> **STUDY TEXT**:
______________________________

Where Have All the Patients with Opioid Use Disorder Gone?

Where Have All the Patients with Opioid Use Disorder Gone?

By:
Joanna Conti
Last Updated:

At the height of the opioid epidemic in 2018, one-third (33%) of the patients entering addiction treatment centers in the Vista Research Network said their primary drug of choice was an opioid.  By 2020, this had dropped to 22% of patients.  Last year, only 12% of the patients in Vista’s network were in treatment for opioid use disorder: 

Primary Drug of Choice of Patients in 2018
Primary Drug of Choice of Patients in 2024

 

What has caused such a major shift?  There are three primary reasons:
 

1. The number of people abusing opioids has decreased 40% in the last 8 years


The medical community started clamping down on the overprescribing of opioid pain relievers in the early 2010s. While this originally caused a large number of people who’d become addicted to opioids to turn to the streets, the number of people who reported using illicit opioids has been steadily declining since 2015:   

Past Month Usage of Illicit Opioids

   

2. There are fewer opioid users with moderate to severe opioid addictions


Data from the last several years of the National Survey on Drug Use & Health (NSDUH) identifies some other fascinating trends. The number of heroin users with a severe addiction plummeted by one-third between 2021 and 2023:

Americans With Heroin Use Disorder by Addiction Severity

 

If we subtract the data on self-identified heroin users (which, in practical terms, means they’re injecting fentanyl) from those of all individuals with an opioid use disorder, most of the Americans that NSDUH has identified as having opioid use disorder have only mild symptoms:

Americans with Non-Heroin-Related Opioid Use Disorder by Addiction Severity

 

Since it is overwhelmingly individuals with severe addictions who enroll in addiction treatment programs (84% of patients who attend an SUD center in the Vista Research Network have a severe addiction; another 6% have a moderate addiction), it’s not surprising that the enrollment of individuals with opioid use disorder has declined so drastically.

______________________________

Stored data entries
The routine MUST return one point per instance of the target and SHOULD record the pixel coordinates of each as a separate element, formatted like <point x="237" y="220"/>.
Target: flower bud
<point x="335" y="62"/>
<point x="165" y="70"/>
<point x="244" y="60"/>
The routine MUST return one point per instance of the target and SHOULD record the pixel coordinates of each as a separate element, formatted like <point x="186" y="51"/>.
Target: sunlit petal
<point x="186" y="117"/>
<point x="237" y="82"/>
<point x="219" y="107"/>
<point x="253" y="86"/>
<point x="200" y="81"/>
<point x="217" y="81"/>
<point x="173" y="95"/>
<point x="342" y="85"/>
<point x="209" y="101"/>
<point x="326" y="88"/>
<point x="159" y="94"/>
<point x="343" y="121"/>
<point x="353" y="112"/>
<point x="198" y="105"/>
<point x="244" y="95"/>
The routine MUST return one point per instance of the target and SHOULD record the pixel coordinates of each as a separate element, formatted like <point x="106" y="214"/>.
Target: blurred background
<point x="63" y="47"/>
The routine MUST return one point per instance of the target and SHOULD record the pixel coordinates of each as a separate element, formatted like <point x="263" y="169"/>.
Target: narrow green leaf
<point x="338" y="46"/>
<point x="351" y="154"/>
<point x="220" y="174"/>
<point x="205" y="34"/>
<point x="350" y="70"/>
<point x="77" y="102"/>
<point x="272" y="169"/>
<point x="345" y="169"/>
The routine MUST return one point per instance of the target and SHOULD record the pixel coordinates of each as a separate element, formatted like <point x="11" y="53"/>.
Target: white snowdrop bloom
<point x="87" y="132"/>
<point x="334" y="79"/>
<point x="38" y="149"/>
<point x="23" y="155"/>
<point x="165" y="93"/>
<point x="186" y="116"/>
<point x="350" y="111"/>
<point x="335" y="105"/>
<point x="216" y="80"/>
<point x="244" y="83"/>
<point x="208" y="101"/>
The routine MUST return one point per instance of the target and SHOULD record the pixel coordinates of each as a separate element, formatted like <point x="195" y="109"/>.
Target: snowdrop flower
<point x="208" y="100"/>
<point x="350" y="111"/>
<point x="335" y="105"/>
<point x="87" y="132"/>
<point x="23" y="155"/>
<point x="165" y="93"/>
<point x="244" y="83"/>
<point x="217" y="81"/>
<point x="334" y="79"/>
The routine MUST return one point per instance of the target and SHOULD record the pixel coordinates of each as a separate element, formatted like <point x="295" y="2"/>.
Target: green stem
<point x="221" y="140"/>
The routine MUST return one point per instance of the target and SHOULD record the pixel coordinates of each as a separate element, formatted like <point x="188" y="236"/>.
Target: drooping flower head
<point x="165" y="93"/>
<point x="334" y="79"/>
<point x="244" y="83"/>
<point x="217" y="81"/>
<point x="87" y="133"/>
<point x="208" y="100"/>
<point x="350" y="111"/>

______________________________

> **INSTRUCTIONS FOR THE TASK**: Extend the article on the decline in opioid use disorder patients, starting right after its last sentence.

> **RESPONSE FOR THIS EXERCISE**:
 

3. More individuals with OUD are now receiving Medication-Assisted Treatment at MAT clinics 


NSDUH data indicates that the number of individuals taking medications such as Suboxone or Methadone for OUD increased rapidly between 2019 and 2022.  While many of these patients likely started medication at a traditional short-term addiction treatment center, a substantial portion of these probably received treatment at a MAT clinic instead.

No. of Americans 12+ Who Received MAT for Opioid Use Disorder in the Past Year

 

All three of these factors help explain the tremendous reduction in the number of patients entering short-term treatment programs for Opioid Use Disorder.  

While not affecting the number of patients entering treatment, there’s a fourth major change that clinicians treating opioid use disorder should be aware of:

 

Smoking has replaced injecting as the primary way of using opioids


Vista’s data confirms that how opioids are taken has changed dramatically in recent years.  As fentanyl replaced heroin on the streets and fake pills became ever more widely available, smoking has replaced injection as the primary mode of taking illicit opioids:

How Patients Were Taking Their Opioids in 2018
How Patients Were Taking Their Opioids in 2024

 

Smoking avoids the risk of bloodborne infections and abscesses associated with injecting opioids.  However, opioids that are smoked are rapidly absorbed by the body and smokers have no way of monitoring how much opioid they’re breathing in.  By late 2022, more fatal overdoses were caused by smoking opioids than by injecting them.